Task to carry out -> In your copy, include every line of the listing below exactly but none of the pictures.

Records shown ->
────────────────

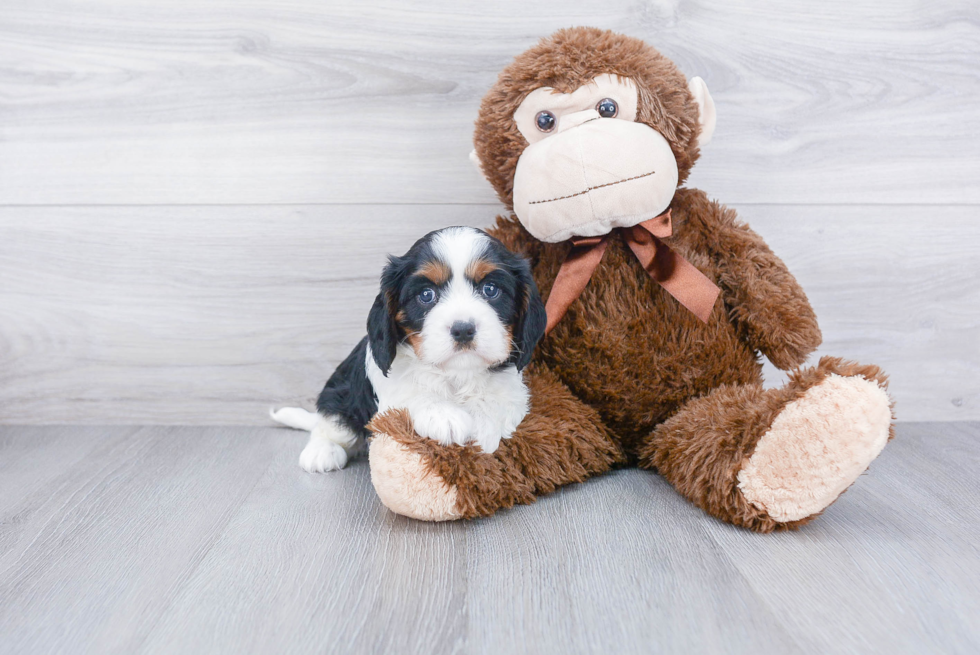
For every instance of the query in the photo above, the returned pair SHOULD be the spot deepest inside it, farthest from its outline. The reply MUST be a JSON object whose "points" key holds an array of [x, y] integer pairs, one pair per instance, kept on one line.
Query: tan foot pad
{"points": [[406, 485], [817, 447]]}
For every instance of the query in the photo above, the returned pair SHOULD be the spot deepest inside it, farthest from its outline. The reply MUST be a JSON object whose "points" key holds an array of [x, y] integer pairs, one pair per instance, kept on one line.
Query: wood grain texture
{"points": [[213, 540], [209, 315], [323, 102]]}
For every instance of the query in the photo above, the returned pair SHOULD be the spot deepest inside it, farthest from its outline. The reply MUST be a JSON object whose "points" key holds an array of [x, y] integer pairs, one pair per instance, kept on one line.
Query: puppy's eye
{"points": [[545, 121], [427, 296], [607, 108], [490, 291]]}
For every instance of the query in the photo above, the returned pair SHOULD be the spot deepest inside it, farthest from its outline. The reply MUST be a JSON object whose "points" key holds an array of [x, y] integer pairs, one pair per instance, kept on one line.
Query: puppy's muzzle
{"points": [[463, 332]]}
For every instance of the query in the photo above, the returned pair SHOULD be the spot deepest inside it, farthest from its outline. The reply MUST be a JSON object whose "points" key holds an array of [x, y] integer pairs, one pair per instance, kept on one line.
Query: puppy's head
{"points": [[460, 300]]}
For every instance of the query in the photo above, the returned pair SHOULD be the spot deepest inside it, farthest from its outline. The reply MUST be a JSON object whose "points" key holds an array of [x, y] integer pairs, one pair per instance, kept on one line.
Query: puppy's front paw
{"points": [[321, 455], [443, 423]]}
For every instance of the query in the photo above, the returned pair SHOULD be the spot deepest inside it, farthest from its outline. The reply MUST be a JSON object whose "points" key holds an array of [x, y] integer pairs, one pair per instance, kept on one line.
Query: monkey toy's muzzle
{"points": [[593, 175]]}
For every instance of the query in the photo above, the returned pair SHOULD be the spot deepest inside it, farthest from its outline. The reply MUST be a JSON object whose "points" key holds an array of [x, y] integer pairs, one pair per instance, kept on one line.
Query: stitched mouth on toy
{"points": [[592, 188]]}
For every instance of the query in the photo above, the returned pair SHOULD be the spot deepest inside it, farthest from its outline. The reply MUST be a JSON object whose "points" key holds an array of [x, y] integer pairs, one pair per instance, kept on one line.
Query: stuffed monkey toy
{"points": [[660, 304]]}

────────────────

The answer ->
For every instance of the query in the photo above, the returned pair SHOULD be the spot deepest inside it, farthest from its outline. The reply MUST be a JSON object whose "points" key holds an array of [x, y] integer pairs, one pair per instance, kept on one line.
Query: tan foot pad
{"points": [[406, 485], [817, 447]]}
For every instance of the query in the photo above, the returned pair SHOULD be the spot deepest inside it, farthest from its outline. The reply MUST be a JSON object whose "points" key holds an array of [x, y] integer pairs, one pair per instance, kept on one line.
Query: wood grain texture
{"points": [[213, 540], [209, 315], [323, 102]]}
For every instance of the query in the photo above, the returned pair SHOULD be the spot deepest inside it, farthest from its outline. The reply MUST be a JSON object whose "points" key holds an array of [x, y] integer pairs, one pair per instance, kept on one line.
Query: puppy's eye
{"points": [[545, 121], [427, 296], [607, 108], [490, 291]]}
For every instance of the query in the photo above, the returned pair SHOULD be the spot deepest inside it, farthest from its outline. The reply MUST be a JSON object whose "points" key holds an array of [x, y] integer pairs, one pair per instance, kept on one line.
Query: puppy's muzzle
{"points": [[463, 332]]}
For every instance of the query in the photo above, the returned pair SHOULD be the spot deepest inside it, farthest from its outline. The reply MUST be a JSON object whose "points" key holds an array of [x, y] integer pairs, one pair per instance, kept on one line.
Query: puppy's head
{"points": [[460, 300]]}
For every instance of the query in the photo above, the returned pair SHOULD be the spot deepest inside it, farthest from its outline. The reply MUST be a JSON object whose "points" key holds an array of [x, y] integer pairs, one pair per instance, kept on one line.
Query: puppy's front paw
{"points": [[321, 455], [443, 423]]}
For every instance of the query in the photo above, the returned pair SHOULD be the spot deepest inside it, farthest from its outline. The reply MUST be a JSON object whose "points" key holds an array of [x, y] integer pairs, one pair per instance, kept on one line.
Query: monkey toy's muzzle
{"points": [[593, 175]]}
For every instance of the query in the photo above, the returned pair SHOULD be the spot deepest inside it, farthest from its outline. The reply MUST be a JSON object whose "points" key holds an array of [x, y] integer pairs, one pair per instance, kept on one line.
Query: stitched mouth on toy
{"points": [[592, 188]]}
For every instance of the query in the photo above, the returned pair SHOULD be the spot deepest inside it, farthest from its outline. The reply MUST be a JSON object whose "points" key holds an array of [x, y] integer pairs, one pair per instance, kept on one line.
Query: stuffed monkey toy
{"points": [[660, 304]]}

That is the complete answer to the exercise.